## TASK GOAL
In the records below, which lines include "target"? Copy them.

DATA TO USE section start

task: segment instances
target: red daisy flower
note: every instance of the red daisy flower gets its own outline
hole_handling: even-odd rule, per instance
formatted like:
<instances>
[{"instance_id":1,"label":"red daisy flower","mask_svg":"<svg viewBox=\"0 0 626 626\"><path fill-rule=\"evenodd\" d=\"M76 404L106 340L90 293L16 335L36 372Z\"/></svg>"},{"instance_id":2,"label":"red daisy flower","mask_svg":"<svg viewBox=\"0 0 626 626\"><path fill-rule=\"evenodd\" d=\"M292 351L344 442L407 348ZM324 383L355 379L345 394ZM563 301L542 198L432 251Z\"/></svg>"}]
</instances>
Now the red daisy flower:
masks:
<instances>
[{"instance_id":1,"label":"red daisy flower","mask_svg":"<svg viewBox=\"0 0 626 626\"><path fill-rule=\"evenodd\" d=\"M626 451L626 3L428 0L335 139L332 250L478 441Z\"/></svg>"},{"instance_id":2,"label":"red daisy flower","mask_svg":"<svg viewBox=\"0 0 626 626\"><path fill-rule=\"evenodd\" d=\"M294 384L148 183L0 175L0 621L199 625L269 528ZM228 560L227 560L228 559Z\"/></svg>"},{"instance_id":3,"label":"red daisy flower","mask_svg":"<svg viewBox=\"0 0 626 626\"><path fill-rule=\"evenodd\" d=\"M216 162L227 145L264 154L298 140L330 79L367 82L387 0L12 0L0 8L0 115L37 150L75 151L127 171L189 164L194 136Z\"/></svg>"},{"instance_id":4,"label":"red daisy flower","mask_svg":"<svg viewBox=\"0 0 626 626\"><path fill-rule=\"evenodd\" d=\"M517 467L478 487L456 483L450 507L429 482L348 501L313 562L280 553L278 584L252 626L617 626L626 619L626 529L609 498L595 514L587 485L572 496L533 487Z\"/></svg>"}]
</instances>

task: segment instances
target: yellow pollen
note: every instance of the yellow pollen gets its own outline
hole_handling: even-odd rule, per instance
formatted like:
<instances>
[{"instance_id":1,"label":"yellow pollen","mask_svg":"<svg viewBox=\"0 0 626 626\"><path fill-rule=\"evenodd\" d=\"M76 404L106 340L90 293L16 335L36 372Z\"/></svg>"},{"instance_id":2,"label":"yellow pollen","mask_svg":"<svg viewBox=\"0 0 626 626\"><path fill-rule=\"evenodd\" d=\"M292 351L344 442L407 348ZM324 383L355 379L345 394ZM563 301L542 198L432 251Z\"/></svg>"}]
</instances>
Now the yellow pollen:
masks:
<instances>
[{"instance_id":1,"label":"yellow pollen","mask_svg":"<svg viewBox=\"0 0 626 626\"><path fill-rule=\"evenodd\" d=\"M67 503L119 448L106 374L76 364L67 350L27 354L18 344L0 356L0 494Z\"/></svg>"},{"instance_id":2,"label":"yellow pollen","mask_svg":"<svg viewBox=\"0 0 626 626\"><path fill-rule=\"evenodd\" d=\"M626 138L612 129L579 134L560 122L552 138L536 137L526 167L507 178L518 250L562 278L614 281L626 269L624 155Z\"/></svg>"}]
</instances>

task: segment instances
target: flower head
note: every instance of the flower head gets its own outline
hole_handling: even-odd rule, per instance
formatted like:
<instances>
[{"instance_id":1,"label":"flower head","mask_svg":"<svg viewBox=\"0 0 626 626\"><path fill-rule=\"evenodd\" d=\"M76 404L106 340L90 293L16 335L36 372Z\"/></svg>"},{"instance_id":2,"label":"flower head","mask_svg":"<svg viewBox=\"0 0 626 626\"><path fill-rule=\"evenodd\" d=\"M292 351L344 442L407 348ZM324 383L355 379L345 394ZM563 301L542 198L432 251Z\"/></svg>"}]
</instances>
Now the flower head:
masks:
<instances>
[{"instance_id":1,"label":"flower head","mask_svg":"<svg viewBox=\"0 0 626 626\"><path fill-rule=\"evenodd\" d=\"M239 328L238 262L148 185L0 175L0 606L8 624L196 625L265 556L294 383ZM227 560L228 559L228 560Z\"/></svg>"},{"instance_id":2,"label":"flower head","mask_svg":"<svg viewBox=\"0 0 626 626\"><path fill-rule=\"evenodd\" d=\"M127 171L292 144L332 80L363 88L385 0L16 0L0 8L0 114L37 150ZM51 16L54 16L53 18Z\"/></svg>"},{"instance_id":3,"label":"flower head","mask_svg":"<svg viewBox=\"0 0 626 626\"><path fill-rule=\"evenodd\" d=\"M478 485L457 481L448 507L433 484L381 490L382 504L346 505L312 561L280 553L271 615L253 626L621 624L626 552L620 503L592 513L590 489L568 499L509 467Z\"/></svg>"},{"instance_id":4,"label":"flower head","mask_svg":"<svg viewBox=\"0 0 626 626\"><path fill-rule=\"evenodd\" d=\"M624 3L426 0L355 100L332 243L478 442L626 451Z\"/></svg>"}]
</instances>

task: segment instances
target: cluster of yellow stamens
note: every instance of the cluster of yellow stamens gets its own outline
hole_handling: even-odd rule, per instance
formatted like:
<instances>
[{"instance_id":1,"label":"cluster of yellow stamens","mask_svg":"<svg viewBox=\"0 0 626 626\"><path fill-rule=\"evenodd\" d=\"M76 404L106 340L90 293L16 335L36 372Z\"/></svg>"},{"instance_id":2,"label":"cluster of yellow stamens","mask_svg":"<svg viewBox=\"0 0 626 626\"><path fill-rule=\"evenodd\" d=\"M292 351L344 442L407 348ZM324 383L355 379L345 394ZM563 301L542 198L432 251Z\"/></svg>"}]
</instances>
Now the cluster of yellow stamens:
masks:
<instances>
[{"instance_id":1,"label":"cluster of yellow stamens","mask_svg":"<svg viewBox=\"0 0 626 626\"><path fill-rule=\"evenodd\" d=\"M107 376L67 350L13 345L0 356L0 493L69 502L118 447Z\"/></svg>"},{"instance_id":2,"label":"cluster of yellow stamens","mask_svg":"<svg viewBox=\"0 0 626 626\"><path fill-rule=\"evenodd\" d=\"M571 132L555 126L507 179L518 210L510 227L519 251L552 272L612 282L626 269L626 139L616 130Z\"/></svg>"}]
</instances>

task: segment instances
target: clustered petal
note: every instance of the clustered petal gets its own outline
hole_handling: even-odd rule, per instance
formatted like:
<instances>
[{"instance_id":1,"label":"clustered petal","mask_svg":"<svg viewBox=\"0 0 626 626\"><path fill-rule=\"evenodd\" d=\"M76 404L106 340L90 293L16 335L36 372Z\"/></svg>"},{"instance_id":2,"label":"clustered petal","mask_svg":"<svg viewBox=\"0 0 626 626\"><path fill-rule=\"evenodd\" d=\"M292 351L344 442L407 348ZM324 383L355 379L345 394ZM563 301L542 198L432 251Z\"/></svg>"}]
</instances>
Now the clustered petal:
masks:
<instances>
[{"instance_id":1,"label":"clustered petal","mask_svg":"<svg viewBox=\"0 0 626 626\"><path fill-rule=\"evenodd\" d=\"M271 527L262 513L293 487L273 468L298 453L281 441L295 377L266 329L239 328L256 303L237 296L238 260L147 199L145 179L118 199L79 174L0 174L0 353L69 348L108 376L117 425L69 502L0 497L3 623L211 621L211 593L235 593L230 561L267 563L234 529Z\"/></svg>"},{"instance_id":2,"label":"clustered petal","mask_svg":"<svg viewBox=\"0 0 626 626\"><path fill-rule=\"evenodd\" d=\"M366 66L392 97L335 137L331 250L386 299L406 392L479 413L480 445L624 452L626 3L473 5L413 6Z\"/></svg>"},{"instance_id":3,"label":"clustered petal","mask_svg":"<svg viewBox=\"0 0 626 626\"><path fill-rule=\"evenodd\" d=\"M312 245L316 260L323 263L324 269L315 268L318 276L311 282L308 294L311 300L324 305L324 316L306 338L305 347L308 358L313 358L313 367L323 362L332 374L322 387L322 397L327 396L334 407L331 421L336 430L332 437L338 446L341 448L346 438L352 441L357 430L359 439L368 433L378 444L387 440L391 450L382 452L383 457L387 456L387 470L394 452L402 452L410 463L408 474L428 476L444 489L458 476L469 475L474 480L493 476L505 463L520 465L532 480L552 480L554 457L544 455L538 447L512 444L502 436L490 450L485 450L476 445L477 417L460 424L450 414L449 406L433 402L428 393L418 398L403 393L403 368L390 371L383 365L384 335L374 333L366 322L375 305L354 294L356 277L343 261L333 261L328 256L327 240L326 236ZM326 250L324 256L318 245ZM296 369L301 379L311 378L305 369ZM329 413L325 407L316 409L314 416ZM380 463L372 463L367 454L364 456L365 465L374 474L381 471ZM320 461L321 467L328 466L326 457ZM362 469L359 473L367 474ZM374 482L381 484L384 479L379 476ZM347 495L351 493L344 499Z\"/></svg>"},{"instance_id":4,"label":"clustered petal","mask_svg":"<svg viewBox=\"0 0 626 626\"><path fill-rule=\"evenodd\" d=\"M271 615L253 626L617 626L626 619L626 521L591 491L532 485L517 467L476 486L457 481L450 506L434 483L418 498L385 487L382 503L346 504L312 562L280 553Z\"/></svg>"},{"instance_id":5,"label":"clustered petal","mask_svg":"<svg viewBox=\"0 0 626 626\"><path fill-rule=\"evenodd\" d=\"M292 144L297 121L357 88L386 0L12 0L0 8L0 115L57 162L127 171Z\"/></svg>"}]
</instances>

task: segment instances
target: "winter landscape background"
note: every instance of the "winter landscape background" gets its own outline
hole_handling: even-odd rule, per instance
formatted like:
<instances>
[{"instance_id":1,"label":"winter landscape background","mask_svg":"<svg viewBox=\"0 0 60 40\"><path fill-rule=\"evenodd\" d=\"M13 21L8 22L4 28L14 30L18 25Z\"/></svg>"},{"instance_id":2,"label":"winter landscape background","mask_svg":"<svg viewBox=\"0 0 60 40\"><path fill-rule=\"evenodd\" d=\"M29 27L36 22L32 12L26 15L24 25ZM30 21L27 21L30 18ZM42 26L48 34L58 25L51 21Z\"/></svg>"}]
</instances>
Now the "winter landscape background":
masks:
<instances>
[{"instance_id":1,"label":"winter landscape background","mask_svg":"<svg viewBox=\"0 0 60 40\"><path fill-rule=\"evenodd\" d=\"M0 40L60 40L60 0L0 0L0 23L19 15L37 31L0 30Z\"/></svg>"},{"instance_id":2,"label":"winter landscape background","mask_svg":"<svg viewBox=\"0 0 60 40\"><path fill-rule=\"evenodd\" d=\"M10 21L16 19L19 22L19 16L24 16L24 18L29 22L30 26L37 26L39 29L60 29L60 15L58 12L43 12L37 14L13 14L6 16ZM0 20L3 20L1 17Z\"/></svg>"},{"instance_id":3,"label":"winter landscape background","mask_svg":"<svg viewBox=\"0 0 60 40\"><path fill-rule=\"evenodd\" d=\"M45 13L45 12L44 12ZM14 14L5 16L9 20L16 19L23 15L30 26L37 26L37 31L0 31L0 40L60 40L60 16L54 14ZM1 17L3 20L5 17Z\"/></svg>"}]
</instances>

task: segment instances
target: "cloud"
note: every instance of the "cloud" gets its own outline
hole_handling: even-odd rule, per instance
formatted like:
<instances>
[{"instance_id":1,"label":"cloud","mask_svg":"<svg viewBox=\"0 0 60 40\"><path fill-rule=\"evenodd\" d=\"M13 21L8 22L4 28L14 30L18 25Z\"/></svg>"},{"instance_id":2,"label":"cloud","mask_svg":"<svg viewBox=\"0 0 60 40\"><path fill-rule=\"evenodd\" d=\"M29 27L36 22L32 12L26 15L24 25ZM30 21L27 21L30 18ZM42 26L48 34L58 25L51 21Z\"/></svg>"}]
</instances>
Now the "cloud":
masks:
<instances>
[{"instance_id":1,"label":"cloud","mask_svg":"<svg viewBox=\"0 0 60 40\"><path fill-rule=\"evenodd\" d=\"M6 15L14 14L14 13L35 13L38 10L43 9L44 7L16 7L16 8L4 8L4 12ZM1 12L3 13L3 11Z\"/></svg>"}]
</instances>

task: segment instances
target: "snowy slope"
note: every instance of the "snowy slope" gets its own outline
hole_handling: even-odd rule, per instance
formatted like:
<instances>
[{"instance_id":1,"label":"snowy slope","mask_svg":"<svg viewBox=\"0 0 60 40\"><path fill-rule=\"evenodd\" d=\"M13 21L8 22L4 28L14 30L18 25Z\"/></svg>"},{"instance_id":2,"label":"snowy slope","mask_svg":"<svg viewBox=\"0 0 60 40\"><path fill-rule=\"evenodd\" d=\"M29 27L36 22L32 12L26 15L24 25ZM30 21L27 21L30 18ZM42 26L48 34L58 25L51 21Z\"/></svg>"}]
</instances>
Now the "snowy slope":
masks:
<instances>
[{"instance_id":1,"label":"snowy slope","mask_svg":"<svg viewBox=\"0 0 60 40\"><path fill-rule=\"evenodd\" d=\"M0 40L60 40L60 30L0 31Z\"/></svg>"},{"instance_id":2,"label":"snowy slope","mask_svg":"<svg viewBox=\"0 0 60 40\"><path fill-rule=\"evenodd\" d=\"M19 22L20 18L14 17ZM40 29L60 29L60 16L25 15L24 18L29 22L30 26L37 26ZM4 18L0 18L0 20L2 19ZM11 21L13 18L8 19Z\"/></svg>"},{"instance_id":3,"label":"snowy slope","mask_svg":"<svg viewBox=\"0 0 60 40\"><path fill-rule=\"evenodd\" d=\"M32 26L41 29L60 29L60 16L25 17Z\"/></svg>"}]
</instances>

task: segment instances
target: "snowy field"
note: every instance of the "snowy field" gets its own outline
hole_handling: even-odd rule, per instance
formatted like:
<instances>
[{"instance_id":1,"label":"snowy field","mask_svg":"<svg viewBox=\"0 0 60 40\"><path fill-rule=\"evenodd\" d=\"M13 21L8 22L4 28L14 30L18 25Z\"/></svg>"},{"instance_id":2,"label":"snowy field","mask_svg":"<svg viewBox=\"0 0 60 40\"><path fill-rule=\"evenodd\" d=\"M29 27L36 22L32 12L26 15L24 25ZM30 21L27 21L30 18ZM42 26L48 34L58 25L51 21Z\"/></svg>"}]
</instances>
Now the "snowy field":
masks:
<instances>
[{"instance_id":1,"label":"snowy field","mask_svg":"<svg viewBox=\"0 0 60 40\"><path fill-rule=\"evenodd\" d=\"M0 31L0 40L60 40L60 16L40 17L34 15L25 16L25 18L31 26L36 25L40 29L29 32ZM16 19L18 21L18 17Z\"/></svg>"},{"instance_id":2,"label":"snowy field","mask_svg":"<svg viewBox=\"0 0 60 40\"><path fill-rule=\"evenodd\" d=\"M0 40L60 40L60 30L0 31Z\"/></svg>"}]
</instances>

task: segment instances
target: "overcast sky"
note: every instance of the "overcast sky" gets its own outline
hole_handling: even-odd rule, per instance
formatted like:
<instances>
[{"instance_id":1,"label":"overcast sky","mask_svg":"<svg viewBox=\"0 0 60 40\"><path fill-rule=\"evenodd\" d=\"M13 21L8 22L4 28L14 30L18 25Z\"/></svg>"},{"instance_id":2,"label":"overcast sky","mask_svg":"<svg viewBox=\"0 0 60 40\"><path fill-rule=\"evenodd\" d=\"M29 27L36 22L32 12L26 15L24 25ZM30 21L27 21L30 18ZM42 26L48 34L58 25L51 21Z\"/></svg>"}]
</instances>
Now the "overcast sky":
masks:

DATA TO USE section end

## EXERCISE RESULT
target: red daisy flower
target: yellow pollen
target: flower head
target: cluster of yellow stamens
target: clustered petal
target: "winter landscape background"
target: "cloud"
target: "snowy slope"
target: "snowy field"
target: "overcast sky"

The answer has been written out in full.